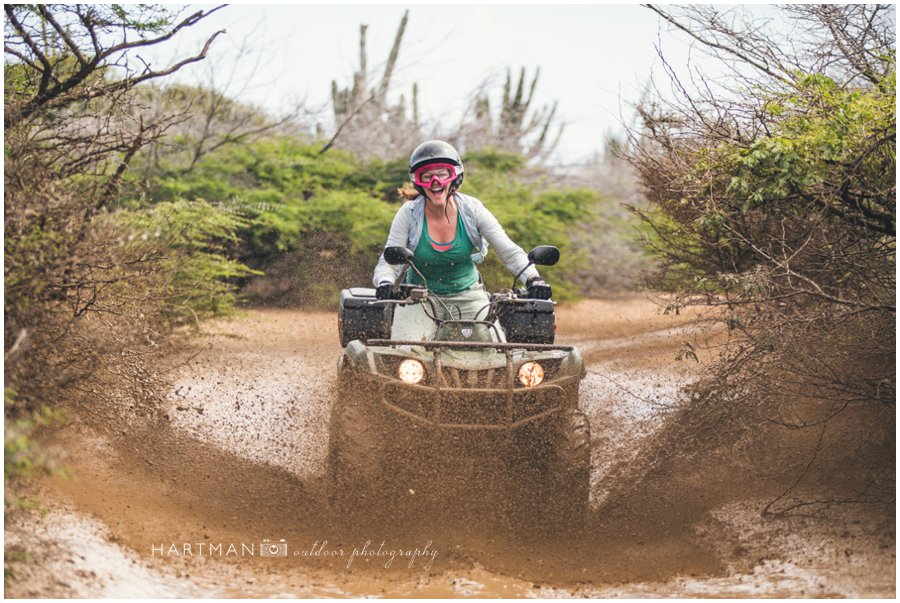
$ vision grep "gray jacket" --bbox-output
[372,193,540,287]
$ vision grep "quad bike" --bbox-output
[329,245,590,528]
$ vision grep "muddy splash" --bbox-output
[13,298,893,597]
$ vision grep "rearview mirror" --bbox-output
[528,245,559,266]
[384,247,415,266]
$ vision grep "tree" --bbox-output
[626,5,896,508]
[4,4,240,424]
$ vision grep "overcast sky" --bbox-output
[148,3,712,163]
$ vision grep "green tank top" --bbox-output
[406,211,478,295]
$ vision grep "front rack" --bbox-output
[366,339,575,352]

:::

▶ SET TASK:
Please retype all of the data above line for line, omitting the pictures.

▶ FINISHED ANSWER:
$ vision grep "gray jacket" --bbox-output
[372,193,540,287]
$ vision grep "quad bike" --bbox-output
[329,245,590,528]
$ vision grep "muddy splash" --bbox-output
[13,298,893,597]
$ vision grep "rearview mirror" --bbox-output
[528,245,559,266]
[384,247,415,266]
$ vision grep "tree" --bbox-output
[626,5,896,508]
[4,4,240,424]
$ vision grep "overcast sky" --bbox-output
[148,3,712,163]
$ vision grep "green tank top" --bbox-output
[406,211,478,295]
$ vision grep "front rack" --bbox-output
[366,339,575,352]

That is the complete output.